━━ TEXT UNDER STUDY
Clearly this is something I need to consider when I look for the next job. It's almost a tautology -- when you're living the right life, you'll get the things you need, because by definition the right life is the one that feeds and nurtures you. But why is it so damned hard to remember that?

By "getting the things you need" I don't mean that you'll become a lottery winner or be protected from all loss and grief. I am not one of those prosperity Christians who thinks that prayer exists to beef up your bank account. Mine will undoubtedly shrink, in fact, and that's OK.

Maybe it's easier to see it the other way around: a job that twists your soul, a marriage that gradually erodes your sense of selfhood, a life where you have to deny who you are and who you love are bound to make you miserable. They will have compensations, of course, otherwise you wouldn't stay long enough for it to become a problem. But they have high costs, and they swallow the energy you could be using for something more productive.
━━━━
**APPLY WHAT YOU READ:**
**A)** In the reflection on living the right life, why is the claim that the right life gives you what you need called almost a tautology? Answer in one to three sentences.
**B)** List every example the reflection on living the right life gives of a situation that is bound to make you miserable.
**C)** Proceed with the reflection on living the right life, picking up after its last sentence.
The rows aren't needed for any of this work.
━━ DATA EXTRACT
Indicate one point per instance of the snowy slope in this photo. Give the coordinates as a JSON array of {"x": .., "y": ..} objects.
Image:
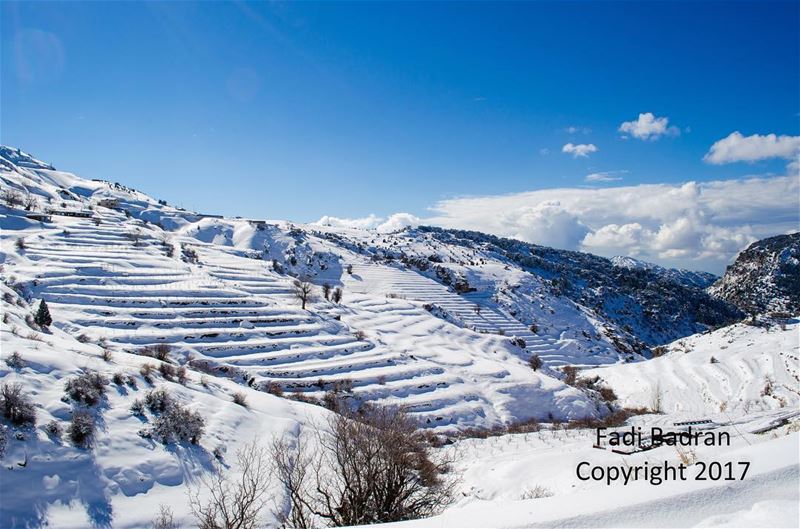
[
  {"x": 440, "y": 322},
  {"x": 765, "y": 277},
  {"x": 503, "y": 472},
  {"x": 684, "y": 277},
  {"x": 731, "y": 371},
  {"x": 125, "y": 477},
  {"x": 230, "y": 311}
]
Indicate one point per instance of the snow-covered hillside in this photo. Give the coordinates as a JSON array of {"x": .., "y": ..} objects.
[
  {"x": 765, "y": 277},
  {"x": 688, "y": 278},
  {"x": 442, "y": 323},
  {"x": 731, "y": 371}
]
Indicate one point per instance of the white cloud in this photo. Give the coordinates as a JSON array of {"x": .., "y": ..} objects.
[
  {"x": 693, "y": 225},
  {"x": 581, "y": 149},
  {"x": 575, "y": 130},
  {"x": 649, "y": 127},
  {"x": 395, "y": 222},
  {"x": 604, "y": 176},
  {"x": 738, "y": 148}
]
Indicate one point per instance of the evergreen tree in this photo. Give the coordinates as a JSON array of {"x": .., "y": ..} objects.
[{"x": 43, "y": 318}]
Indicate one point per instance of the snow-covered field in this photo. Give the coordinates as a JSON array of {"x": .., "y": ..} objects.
[{"x": 445, "y": 330}]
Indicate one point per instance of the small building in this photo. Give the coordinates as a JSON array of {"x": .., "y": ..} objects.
[
  {"x": 41, "y": 217},
  {"x": 111, "y": 203},
  {"x": 82, "y": 213}
]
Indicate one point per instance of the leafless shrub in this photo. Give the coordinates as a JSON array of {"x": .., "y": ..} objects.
[
  {"x": 372, "y": 467},
  {"x": 167, "y": 371},
  {"x": 157, "y": 400},
  {"x": 147, "y": 373},
  {"x": 655, "y": 399},
  {"x": 535, "y": 362},
  {"x": 302, "y": 291},
  {"x": 660, "y": 350},
  {"x": 336, "y": 295},
  {"x": 87, "y": 388},
  {"x": 240, "y": 399},
  {"x": 570, "y": 375},
  {"x": 234, "y": 502},
  {"x": 536, "y": 492},
  {"x": 607, "y": 394},
  {"x": 158, "y": 351},
  {"x": 274, "y": 388},
  {"x": 164, "y": 519},
  {"x": 768, "y": 387},
  {"x": 687, "y": 456},
  {"x": 15, "y": 361},
  {"x": 178, "y": 423},
  {"x": 12, "y": 197},
  {"x": 81, "y": 429},
  {"x": 16, "y": 405},
  {"x": 53, "y": 429},
  {"x": 137, "y": 407}
]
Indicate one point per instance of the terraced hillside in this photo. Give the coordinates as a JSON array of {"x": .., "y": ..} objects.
[{"x": 127, "y": 283}]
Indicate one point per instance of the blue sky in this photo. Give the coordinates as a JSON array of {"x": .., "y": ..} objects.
[{"x": 348, "y": 109}]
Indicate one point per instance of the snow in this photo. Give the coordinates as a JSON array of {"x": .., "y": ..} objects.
[{"x": 437, "y": 331}]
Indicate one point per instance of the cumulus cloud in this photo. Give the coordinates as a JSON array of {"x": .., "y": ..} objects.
[
  {"x": 363, "y": 223},
  {"x": 649, "y": 127},
  {"x": 604, "y": 176},
  {"x": 693, "y": 225},
  {"x": 738, "y": 148},
  {"x": 575, "y": 130},
  {"x": 395, "y": 222},
  {"x": 581, "y": 149}
]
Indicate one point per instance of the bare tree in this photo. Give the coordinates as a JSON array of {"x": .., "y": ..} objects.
[
  {"x": 302, "y": 291},
  {"x": 30, "y": 202},
  {"x": 234, "y": 503},
  {"x": 12, "y": 197},
  {"x": 373, "y": 466},
  {"x": 336, "y": 295},
  {"x": 164, "y": 519}
]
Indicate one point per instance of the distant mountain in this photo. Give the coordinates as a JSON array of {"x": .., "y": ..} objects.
━━━━
**ANSWERS FOR EACH ITEM:**
**A)** It is almost a tautology because the right life is, by definition, the one that feeds and nurtures you. Living it therefore means getting the things you need.

**B)**
- a job that twists your soul
- a marriage that gradually erodes your sense of selfhood
- a life where you have to deny who you are and who you love

**C)**
The rewards of the right life (or miseries of the wrong kind) are not in the nature of arbitrary reinforcement from a Skinnerian deity with a sadistic sense of humor. They're much closer to the laws of physics. Defy gravity at your peril, and don't blame the mirror when the angle of incidence equals the angle of reflection.

I was talking about this with Michele when I was struck with a another aspect of the issue. The work to build the right life may hurt like hell. It may even seem worse than the familiar wretchedness of the wrong one. But it pays off -- and that positive payoff is something I consistently forget to include in my cost-benefit analysis.

There are excellent reasons for that quirk of psychology. But it's useful to remember that it isn't usually true any more. Asking for what I want, trying to get what I need, making changes -- these do involve some frustration and pain, but these days when I do them, I also actually get what I want without having to pay a cost too high to endure. This is what I have to convince my protective back-brain, which doesn't want me to throw away whatever I have now in hopes of a better future. It learned too early, too thoroughly, that asking for change brought things much worse than whatever I was enduring.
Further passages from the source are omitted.